▸ TASK REQUIREMENTS: Exactly the lines starting at the line containing "column 267, row 108" and ending at the line containing "column 163, row 354" are to be written out from the listing below, both included.

[EXERCISE INPUT]

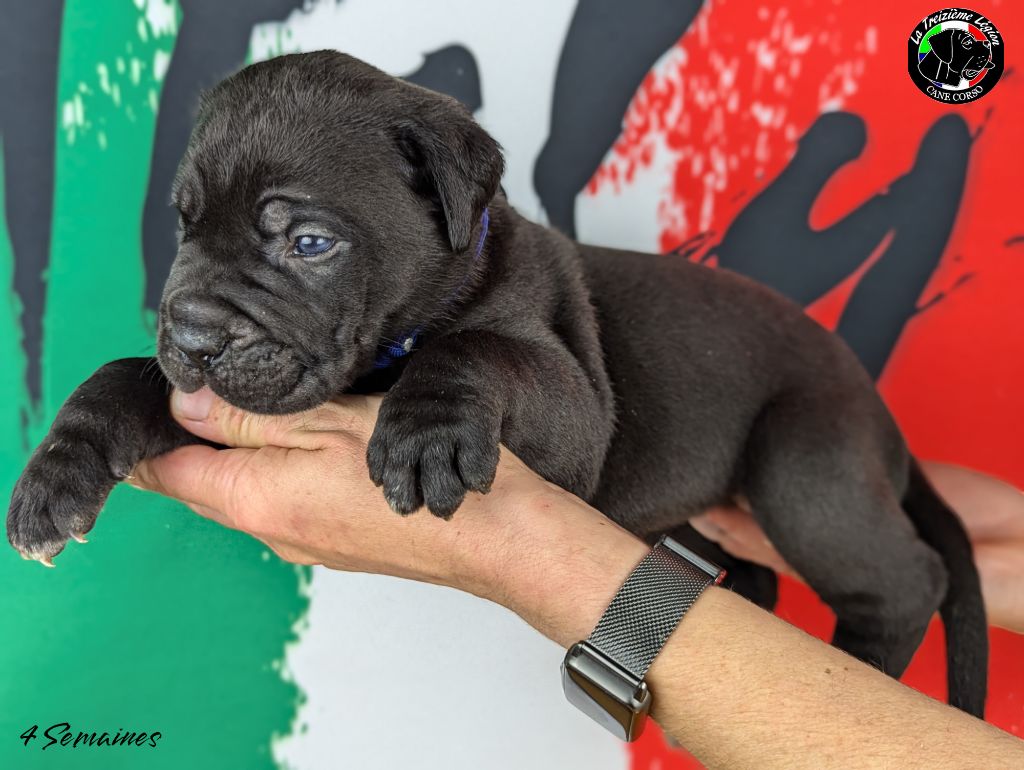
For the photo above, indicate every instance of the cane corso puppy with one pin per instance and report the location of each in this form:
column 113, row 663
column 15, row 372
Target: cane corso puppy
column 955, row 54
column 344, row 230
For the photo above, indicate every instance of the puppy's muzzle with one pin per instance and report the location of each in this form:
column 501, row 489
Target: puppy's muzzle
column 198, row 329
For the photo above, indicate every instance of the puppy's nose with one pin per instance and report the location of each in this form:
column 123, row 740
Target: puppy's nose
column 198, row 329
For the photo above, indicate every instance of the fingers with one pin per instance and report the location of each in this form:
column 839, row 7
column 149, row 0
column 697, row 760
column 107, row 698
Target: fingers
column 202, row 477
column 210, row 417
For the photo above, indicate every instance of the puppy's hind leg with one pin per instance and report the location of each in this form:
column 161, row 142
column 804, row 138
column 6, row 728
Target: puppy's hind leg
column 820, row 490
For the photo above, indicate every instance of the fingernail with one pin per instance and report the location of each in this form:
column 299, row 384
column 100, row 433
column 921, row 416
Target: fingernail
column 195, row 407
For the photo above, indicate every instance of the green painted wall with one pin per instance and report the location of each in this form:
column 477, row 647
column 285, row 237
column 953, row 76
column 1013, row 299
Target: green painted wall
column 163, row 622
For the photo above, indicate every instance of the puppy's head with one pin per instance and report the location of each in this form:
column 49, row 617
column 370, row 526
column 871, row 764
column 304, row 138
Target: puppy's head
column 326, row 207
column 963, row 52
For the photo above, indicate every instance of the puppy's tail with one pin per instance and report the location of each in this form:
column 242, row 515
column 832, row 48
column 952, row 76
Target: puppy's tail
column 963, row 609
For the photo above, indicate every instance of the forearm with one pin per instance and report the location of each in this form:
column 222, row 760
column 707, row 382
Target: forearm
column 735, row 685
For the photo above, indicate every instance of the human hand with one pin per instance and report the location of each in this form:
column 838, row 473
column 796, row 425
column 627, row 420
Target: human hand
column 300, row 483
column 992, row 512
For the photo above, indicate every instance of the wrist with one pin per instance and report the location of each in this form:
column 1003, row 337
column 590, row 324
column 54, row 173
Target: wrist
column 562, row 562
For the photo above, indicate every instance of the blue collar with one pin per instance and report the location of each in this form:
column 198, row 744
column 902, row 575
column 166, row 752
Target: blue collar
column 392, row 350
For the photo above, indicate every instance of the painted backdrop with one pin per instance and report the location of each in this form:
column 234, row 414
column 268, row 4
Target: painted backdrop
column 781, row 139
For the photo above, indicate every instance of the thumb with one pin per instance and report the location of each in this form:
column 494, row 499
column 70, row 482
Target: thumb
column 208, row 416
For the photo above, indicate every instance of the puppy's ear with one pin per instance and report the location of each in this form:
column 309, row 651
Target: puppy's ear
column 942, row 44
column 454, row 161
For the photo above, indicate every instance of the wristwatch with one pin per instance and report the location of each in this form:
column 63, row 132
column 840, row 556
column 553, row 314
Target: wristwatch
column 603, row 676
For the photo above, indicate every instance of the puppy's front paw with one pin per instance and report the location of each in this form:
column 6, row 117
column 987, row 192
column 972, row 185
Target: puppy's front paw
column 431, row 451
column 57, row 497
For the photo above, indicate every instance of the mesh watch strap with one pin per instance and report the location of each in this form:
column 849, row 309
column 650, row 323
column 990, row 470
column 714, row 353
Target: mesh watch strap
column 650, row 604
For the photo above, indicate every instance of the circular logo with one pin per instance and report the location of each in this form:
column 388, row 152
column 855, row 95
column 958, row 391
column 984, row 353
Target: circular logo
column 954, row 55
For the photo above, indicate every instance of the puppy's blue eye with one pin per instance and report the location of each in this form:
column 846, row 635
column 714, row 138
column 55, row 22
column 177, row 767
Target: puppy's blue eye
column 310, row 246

[/EXERCISE INPUT]
[EXERCISE INPUT]

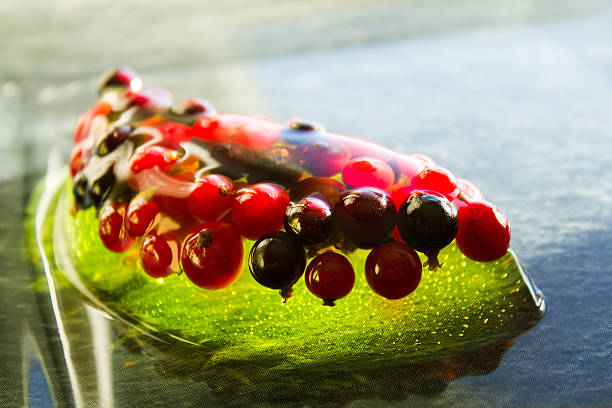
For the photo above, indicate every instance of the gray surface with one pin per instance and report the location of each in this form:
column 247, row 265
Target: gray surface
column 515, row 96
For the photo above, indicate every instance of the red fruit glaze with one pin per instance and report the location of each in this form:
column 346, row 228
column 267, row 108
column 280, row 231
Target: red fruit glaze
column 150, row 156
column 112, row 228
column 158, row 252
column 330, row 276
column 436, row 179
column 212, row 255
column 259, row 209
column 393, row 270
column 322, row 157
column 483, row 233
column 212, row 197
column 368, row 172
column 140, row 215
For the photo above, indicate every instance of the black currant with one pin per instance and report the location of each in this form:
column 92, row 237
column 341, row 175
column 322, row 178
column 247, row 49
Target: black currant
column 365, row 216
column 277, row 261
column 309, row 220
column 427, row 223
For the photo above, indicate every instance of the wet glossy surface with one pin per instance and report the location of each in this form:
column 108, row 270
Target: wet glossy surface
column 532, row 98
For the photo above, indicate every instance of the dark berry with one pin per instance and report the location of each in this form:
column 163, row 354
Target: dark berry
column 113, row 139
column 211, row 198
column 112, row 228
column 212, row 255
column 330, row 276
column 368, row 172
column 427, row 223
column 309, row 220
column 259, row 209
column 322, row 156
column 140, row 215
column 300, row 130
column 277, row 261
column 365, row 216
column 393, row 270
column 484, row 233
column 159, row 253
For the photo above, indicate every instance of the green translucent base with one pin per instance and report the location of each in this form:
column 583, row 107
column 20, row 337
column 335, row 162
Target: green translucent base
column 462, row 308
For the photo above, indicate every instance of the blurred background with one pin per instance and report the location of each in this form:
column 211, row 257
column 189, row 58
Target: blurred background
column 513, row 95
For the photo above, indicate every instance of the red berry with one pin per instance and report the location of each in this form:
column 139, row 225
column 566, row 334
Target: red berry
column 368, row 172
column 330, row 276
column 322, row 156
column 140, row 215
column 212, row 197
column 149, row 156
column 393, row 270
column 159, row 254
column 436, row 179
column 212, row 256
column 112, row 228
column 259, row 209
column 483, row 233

[/EXERCISE INPUT]

▸ ANSWER TO THE EXERCISE:
column 267, row 108
column 280, row 231
Target: red fruit glaze
column 150, row 156
column 112, row 228
column 158, row 252
column 330, row 276
column 436, row 179
column 212, row 255
column 259, row 209
column 393, row 270
column 322, row 157
column 483, row 233
column 212, row 197
column 368, row 172
column 140, row 215
For the photo above, indicate every instance of the black currant with one pin per instance and report the location of each in this form:
column 92, row 237
column 341, row 175
column 322, row 178
column 247, row 49
Target: black currant
column 365, row 216
column 277, row 261
column 309, row 220
column 427, row 223
For the photo above, indicate every instance of the wet glossy surface with one pin per instance and report the location of each in this form:
column 108, row 270
Target: wet glossy surface
column 532, row 98
For the photo above, indicate every instance of the dark berry with one pin per instance and report the location of each in this form:
column 163, row 354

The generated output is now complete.